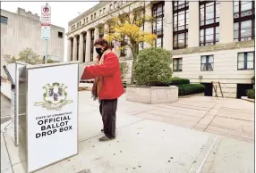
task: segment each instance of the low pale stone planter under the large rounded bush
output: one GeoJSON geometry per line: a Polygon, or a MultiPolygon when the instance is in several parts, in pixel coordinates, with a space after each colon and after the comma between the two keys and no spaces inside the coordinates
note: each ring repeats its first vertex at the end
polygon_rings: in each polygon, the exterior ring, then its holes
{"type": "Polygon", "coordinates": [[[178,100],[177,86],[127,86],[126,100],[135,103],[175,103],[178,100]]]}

* * *

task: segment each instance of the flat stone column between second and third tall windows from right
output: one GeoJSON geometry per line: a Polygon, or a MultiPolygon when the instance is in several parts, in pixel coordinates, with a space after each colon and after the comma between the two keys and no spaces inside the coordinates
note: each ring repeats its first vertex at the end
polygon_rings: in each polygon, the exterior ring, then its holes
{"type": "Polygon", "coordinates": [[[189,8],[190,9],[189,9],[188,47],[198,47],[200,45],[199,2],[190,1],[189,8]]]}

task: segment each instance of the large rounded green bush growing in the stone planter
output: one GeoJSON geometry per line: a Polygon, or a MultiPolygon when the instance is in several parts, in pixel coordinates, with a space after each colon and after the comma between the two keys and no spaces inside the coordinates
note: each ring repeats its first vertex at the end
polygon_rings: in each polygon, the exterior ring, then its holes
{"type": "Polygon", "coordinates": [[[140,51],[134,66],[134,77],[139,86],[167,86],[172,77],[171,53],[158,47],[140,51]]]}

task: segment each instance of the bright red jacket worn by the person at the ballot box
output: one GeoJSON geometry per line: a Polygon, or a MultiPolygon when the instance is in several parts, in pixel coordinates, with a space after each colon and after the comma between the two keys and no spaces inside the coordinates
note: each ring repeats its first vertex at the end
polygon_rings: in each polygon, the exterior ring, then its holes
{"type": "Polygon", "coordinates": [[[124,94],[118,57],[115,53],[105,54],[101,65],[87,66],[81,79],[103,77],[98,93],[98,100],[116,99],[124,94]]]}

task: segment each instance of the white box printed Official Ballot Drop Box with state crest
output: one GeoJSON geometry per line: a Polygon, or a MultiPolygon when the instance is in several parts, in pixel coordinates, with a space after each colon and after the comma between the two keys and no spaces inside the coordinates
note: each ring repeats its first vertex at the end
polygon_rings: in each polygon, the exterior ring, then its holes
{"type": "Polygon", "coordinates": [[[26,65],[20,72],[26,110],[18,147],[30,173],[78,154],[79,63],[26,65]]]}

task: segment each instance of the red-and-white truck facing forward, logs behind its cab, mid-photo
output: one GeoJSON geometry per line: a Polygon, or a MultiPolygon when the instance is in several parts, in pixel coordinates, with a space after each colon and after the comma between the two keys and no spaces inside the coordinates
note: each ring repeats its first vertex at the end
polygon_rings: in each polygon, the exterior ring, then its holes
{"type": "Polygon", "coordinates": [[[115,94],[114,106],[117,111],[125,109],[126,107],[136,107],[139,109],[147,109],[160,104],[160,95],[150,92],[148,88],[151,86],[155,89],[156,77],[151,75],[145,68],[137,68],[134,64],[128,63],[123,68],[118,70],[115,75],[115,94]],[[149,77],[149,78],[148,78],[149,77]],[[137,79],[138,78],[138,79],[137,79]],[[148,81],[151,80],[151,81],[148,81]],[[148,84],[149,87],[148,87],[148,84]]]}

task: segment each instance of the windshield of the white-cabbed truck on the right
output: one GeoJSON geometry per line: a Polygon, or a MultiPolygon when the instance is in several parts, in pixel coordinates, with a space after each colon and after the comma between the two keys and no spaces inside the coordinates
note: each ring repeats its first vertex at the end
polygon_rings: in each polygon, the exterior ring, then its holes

WHAT IS REQUIRED:
This exercise needs every line of the listing that contains the word "stone".

OUTPUT FOR THIS TASK:
task: segment each instance of the low pale stone planter under the large rounded bush
task: segment each instance of the flat stone column between second and third tall windows from right
task: segment each instance of the large rounded green bush growing in the stone planter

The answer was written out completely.